## WORK ITEM
Whenever a line contains the string "rainbow", copy it out of the entries.

## RECORDS PROVIDED

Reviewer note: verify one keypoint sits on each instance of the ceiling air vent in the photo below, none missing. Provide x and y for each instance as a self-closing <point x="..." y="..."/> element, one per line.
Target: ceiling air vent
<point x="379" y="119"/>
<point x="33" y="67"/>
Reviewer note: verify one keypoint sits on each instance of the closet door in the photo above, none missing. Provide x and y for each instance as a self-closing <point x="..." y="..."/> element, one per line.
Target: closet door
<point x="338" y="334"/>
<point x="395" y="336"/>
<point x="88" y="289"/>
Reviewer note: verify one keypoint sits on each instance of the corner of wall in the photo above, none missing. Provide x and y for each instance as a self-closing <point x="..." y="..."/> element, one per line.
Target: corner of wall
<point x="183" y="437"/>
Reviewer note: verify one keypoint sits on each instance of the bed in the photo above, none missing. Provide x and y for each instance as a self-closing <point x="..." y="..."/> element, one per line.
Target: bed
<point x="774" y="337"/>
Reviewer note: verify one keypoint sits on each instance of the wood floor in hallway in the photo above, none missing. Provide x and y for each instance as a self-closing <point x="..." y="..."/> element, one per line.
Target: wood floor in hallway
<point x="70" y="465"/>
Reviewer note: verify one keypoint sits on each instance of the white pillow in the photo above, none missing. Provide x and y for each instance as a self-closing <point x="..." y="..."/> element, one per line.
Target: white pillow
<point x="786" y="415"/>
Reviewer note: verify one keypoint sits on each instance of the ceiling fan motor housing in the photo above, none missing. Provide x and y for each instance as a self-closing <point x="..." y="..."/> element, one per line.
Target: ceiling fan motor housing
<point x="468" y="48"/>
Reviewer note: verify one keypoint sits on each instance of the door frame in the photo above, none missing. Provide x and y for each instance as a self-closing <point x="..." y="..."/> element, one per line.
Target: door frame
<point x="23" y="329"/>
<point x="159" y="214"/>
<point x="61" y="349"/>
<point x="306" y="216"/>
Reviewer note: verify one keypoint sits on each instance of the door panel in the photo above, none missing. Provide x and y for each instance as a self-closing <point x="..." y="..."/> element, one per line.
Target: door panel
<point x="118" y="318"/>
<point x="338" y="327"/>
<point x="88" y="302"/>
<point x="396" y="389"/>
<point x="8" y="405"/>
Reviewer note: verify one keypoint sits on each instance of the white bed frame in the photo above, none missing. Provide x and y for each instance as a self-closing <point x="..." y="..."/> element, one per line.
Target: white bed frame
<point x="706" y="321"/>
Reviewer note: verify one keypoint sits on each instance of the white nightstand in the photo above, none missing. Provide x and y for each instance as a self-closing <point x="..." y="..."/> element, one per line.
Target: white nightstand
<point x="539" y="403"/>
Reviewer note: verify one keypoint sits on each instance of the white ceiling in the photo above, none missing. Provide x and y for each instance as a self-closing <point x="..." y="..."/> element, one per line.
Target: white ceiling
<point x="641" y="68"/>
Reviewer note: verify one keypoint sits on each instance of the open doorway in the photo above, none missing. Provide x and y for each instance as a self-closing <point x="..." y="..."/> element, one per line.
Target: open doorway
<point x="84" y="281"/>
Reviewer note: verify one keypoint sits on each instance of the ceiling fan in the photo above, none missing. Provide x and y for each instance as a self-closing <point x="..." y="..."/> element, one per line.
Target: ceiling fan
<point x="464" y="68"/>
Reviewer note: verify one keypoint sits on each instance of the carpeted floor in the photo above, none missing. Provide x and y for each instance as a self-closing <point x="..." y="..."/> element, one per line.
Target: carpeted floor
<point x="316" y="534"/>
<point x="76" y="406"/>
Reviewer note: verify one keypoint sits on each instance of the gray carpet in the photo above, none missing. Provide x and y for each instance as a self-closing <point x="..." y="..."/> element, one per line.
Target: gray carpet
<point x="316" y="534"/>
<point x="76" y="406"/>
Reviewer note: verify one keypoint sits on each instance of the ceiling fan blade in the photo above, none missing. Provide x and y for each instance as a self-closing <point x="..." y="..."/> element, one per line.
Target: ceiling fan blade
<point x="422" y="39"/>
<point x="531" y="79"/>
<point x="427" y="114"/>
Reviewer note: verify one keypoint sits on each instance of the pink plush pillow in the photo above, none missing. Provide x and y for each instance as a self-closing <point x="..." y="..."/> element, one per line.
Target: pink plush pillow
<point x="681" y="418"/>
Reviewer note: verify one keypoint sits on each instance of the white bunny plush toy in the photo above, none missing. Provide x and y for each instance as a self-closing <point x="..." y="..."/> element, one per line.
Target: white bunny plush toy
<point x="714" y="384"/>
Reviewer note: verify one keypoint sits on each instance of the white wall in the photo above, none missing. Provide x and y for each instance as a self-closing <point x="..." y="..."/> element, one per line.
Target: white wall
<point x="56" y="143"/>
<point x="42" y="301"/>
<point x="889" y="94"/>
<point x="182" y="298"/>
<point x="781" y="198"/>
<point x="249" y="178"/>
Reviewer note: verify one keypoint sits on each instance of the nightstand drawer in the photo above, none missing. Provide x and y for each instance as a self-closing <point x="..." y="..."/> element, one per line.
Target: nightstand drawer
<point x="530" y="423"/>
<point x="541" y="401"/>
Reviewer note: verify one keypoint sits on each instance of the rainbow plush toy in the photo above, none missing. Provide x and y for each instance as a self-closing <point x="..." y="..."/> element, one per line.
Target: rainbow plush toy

## TASK OUTPUT
Reviewer note: verify one keypoint sits on each instance of the rainbow plush toy in the photo above, none missing. Provide x and y for each instance as a self-closing <point x="..." y="..."/> element, one per line.
Target: rainbow plush toy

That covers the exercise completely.